WORK ORDER: Make an exact copy of the records below, leaving every image out.

DATA IN THIS EXERCISE:
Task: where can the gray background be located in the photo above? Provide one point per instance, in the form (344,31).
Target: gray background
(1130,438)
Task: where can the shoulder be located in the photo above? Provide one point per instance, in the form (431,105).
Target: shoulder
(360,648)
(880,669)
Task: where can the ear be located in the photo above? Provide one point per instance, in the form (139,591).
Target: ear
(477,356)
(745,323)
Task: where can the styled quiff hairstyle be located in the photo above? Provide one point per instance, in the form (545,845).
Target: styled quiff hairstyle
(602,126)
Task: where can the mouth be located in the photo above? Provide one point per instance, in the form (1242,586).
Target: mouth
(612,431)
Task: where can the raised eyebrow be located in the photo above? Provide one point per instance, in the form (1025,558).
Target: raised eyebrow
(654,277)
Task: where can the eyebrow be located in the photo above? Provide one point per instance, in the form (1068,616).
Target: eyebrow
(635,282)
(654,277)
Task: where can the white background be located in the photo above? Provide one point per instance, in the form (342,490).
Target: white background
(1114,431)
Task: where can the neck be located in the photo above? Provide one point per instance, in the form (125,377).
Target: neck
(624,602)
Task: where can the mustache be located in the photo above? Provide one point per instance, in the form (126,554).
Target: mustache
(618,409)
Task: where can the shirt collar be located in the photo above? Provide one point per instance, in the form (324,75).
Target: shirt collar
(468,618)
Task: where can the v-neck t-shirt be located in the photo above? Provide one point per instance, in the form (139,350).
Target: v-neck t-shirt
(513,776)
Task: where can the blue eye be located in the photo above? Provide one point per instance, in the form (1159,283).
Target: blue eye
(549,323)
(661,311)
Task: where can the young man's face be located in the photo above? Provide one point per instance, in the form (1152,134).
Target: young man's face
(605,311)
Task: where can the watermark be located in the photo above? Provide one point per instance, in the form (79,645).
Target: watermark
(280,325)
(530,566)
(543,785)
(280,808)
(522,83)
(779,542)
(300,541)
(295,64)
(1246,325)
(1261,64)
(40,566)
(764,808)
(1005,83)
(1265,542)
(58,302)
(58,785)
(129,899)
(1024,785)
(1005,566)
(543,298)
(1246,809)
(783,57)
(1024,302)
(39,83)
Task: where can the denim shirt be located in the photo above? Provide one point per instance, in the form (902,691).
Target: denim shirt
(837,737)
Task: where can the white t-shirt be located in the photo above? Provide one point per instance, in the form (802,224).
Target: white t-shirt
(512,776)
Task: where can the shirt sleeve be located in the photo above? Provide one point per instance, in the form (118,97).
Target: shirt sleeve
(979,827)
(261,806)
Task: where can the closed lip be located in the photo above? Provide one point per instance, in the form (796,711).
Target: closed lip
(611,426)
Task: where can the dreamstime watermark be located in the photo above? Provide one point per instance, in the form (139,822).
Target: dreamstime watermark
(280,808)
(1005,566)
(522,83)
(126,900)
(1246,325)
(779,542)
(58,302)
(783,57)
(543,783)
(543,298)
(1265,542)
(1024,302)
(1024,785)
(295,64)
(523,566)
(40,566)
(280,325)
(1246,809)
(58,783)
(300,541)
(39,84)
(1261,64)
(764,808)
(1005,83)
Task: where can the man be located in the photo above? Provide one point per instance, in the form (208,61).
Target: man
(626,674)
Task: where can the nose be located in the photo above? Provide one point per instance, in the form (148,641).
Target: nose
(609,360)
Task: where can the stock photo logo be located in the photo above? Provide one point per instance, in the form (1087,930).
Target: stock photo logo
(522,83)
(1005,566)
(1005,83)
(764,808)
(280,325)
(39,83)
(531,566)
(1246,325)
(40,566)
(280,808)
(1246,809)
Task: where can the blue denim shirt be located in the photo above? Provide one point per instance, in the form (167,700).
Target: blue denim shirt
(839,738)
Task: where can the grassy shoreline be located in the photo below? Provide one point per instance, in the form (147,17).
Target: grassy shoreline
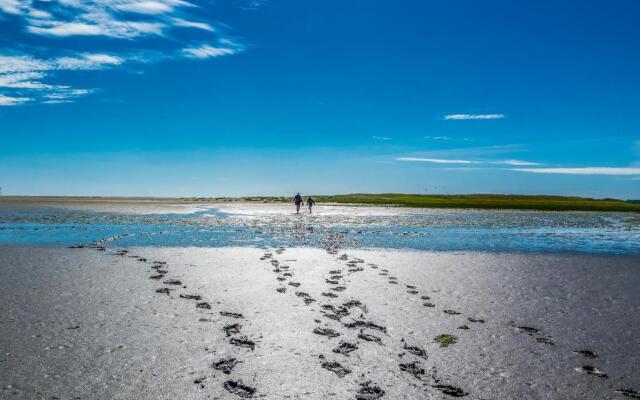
(477,201)
(487,201)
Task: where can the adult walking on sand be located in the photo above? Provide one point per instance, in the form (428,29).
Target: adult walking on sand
(310,203)
(297,200)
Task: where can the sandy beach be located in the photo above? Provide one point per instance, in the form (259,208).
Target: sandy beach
(224,323)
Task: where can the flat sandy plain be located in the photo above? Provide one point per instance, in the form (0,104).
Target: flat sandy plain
(301,323)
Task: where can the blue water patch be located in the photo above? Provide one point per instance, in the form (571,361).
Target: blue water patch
(451,230)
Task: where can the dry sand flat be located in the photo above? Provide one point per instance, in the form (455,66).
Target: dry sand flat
(193,323)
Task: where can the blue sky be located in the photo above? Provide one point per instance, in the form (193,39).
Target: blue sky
(265,97)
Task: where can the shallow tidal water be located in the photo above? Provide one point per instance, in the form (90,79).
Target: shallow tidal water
(340,226)
(130,301)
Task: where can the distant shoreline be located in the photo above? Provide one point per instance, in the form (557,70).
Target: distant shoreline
(472,201)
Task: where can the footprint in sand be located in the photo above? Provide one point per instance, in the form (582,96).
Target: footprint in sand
(230,314)
(591,370)
(450,390)
(587,354)
(414,368)
(415,350)
(369,338)
(239,389)
(243,342)
(369,391)
(225,365)
(345,348)
(232,329)
(628,392)
(335,367)
(191,296)
(328,332)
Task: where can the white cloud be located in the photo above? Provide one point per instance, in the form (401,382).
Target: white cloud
(183,23)
(88,61)
(24,77)
(145,7)
(438,137)
(436,160)
(207,51)
(10,6)
(12,101)
(66,29)
(473,116)
(114,29)
(514,162)
(10,64)
(583,170)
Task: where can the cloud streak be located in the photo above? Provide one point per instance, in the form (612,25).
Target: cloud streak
(460,117)
(458,161)
(619,171)
(436,160)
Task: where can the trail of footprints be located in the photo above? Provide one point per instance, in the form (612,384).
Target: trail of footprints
(369,333)
(232,329)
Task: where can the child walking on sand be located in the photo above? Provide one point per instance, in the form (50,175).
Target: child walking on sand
(297,200)
(310,203)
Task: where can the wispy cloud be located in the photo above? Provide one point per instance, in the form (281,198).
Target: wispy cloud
(438,137)
(12,101)
(436,160)
(208,51)
(457,117)
(26,72)
(88,61)
(514,162)
(192,24)
(583,171)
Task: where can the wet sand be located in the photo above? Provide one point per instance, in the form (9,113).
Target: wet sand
(198,323)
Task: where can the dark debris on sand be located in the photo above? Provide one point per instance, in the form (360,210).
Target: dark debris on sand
(416,351)
(345,348)
(450,390)
(225,365)
(335,367)
(369,338)
(368,391)
(328,332)
(191,296)
(414,368)
(232,329)
(365,324)
(230,314)
(239,389)
(591,370)
(628,392)
(587,354)
(243,342)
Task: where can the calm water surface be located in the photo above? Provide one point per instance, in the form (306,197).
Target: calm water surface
(331,226)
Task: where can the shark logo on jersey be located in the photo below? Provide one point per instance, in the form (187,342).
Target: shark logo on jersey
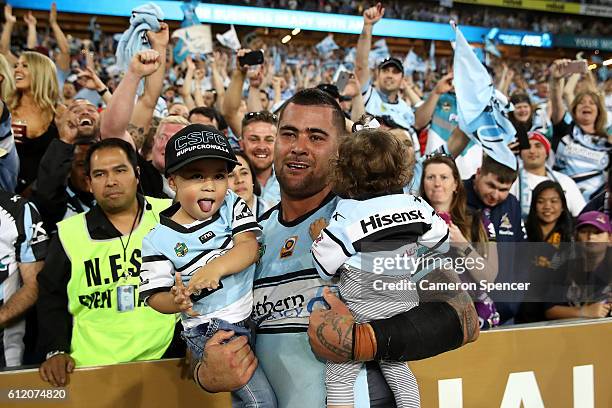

TASK SOLUTION:
Task: where can the gray background be located in the photo above? Provide one point per instance, in the form (344,31).
Target: gray background
(1130,438)
Task: where can the shoulder be located in the photo above? Provide one point per instance, in the form (431,105).
Target: shoulder
(360,648)
(880,669)
Task: where can the ear be located in the photo above? Provide one point per instance, in the form (139,591).
Target: ear
(477,356)
(745,323)
Task: where can the styled quiff hairstyle be located in the photo above? Provide one point per instance, in the form (545,845).
Target: styled quiff hairstyle
(602,126)
Task: where can the mouth be located in the photo above? Provide one point per instance, in the form (1242,586).
Target: mouth
(612,431)
Task: where can the raised eyebrow be located in the photo above? Provide one point per instance, in the form (1025,558).
Target: raised eyebrow
(654,277)
Task: where can the eyebrow be located in the photo above? Provide one point per instance, in the form (1068,616).
Target: eyebrow
(635,282)
(654,277)
Task: where can the white background be located in the photo above? Provide one point per instance, in the form (342,490).
Target: white background
(1114,431)
Task: where can the neck be located in the photo above? Provide one point per instance, in the form (125,377).
Target: neck
(624,602)
Task: where can the mustache be located in the photo above? Provide one point per instance, in the form (126,554).
Target: mustache
(618,409)
Task: where can the shirt collar be located in the photo above? Provide one point per instance, in the form (324,75).
Target: shirt collar
(468,618)
Task: where can the v-neck t-shirt be located in the photo above? Provide one point per instance, in the form (139,350).
Target: v-neck t-shirt
(513,776)
Task: where can the blue eye be located in the photo above? Provide one point per instance, in the form (1159,283).
Target: blue eye
(549,323)
(661,311)
Task: where can the young man's face be located in the photo above? Provide one point per instance, in the form (1152,134).
Target: young man's face
(605,311)
Task: where can the watermark be located in the photo above? Provide one point per instance, in the form (79,645).
Target: watermark
(280,325)
(530,566)
(543,785)
(280,808)
(522,83)
(779,542)
(300,541)
(295,64)
(1246,325)
(1261,64)
(40,566)
(764,808)
(1005,83)
(1265,542)
(58,302)
(58,785)
(129,899)
(1024,785)
(1005,566)
(543,298)
(1246,809)
(783,57)
(1024,302)
(39,83)
Task: where can the denim shirt be located in the photo above? Provide one point per instance, in the form (902,691).
Target: denim shirt
(837,737)
Task: where can the white t-shirt be located in the photo above? Provide one point per instance, in the form (802,224).
Target: white t-shirt
(512,776)
Task: where can the shirt sleeve be located in the photo above? Provide one point per instance, in the form (118,97).
Target: shirt sleeve
(979,827)
(261,806)
Task: where can the closed lip be located in the photo above? Provide one point per instance, in the form (796,711).
Target: closed lip
(611,426)
Task: where can the dreamstime watermark be located in the photo above? Provide one point per instance, in the form (139,822).
Target: dreamstime watermark
(280,808)
(1005,566)
(522,83)
(126,900)
(1246,325)
(779,542)
(58,302)
(783,57)
(543,783)
(543,298)
(1265,542)
(1024,302)
(1024,785)
(295,64)
(523,566)
(40,566)
(280,325)
(1246,809)
(58,783)
(300,541)
(39,84)
(1261,64)
(764,808)
(1005,83)
Task: where can the man be located in the photo above? Provide one point per instance, in the form (208,61).
Target: man
(626,674)
Task: where can the nose be located in the photo above? Provide one point per instance, in the form (148,641).
Target: nose
(609,360)
Task: where can the stock photo logo be located in the photo above? Provide one point per instance, in the form (1087,930).
Target: stock photo logo
(522,83)
(1005,566)
(1005,83)
(764,808)
(280,325)
(39,83)
(531,566)
(1246,325)
(40,566)
(280,808)
(1246,809)
Task: where can the blue denim shirt be located in the photo above? Provide one point per instance, in the form (167,700).
Target: blue denim shirt
(839,738)
Task: where can the grassy shoreline be located in the photo below? Provide one point per instance, in the form (147,17).
Target: grassy shoreline
(477,201)
(487,201)
Task: where can the adult walking on sand be located in the photo above? Provide one point per instance, in the form (428,29).
Target: adult walking on sand
(310,203)
(297,200)
Task: where can the sandy beach be located in the photo above? Provide one point per instance, in the form (259,208).
Target: sandy beach
(224,323)
Task: where can the flat sandy plain be located in the photo above? Provide one point per instance, in the form (0,104).
Target: flat sandy plain
(301,323)
Task: where can the blue water patch be located in the photo above? Provide one point per instance, in the form (571,361).
Target: blue water patch
(451,230)
Task: where can the dry sand flat be located in the photo above? Provide one point per instance, in the form (455,66).
Target: dry sand flat
(193,323)
Task: where can the blue sky be located in the photo above? Provide one point per instance, in the form (193,39).
Target: blue sky
(265,97)
Task: where can the shallow tidal water be located in the photo above? Provide one point per instance, in the form (90,79).
Target: shallow tidal water
(340,226)
(130,301)
Task: where can the distant shoreline be located in the photo above? Provide one point per instance, in the form (557,70).
Target: distant shoreline
(472,201)
Task: where can the footprint in sand be located in the photo above? Provide one point per instance, in the form (582,96).
Target: footprint in sand
(230,314)
(591,370)
(450,390)
(587,354)
(414,368)
(415,350)
(369,338)
(239,389)
(243,342)
(369,391)
(225,365)
(345,348)
(232,329)
(628,392)
(335,367)
(191,296)
(328,332)
Task: where can the white cloud be located in the photo above? Provide one point per instance, in the form (401,382).
Target: white cloud
(183,23)
(88,61)
(24,77)
(145,7)
(438,137)
(436,160)
(207,51)
(10,6)
(12,101)
(66,29)
(473,116)
(114,29)
(514,162)
(10,64)
(583,170)
Task: where can the cloud streak be located in the photo above? Provide one point per instance, in the form (612,25).
Target: cloud streak
(460,117)
(458,161)
(619,171)
(436,160)
Task: where can the trail of footprints be located in the photo above? Provide one point per instance, in the form (612,384).
Target: trail of footprints
(369,333)
(232,329)
Task: where can the child walking on sand be located in the photo above? Provide one point per instance, in the form (50,175).
Target: child walking on sand
(297,200)
(310,203)
Task: where can the wispy cloud be located in the photo above? Provide one point per instance, in the form (281,198).
Target: wispy cloud
(438,137)
(12,101)
(436,160)
(208,51)
(457,117)
(26,72)
(88,61)
(514,162)
(192,24)
(583,171)
Task: where can the wet sand be located in the photo above? Provide one point per instance, in the form (9,113).
Target: wet sand
(198,323)
Task: where can the dark debris on sand be located in the photo above? Provide one point per instance, in the form (360,210).
Target: dark debris on sand
(416,351)
(345,348)
(450,390)
(225,365)
(335,367)
(369,338)
(368,391)
(328,332)
(191,296)
(414,368)
(232,329)
(365,324)
(230,314)
(239,389)
(591,370)
(628,392)
(587,354)
(243,342)
Task: where can the calm water surface be located in the photo above? Provide one point per instance, in the form (306,197).
Target: calm water surface
(331,226)
Task: where can the shark logo on jersey be located in the photo below? Provide one point per instance, in the form (187,342).
Target: shark logo on jersey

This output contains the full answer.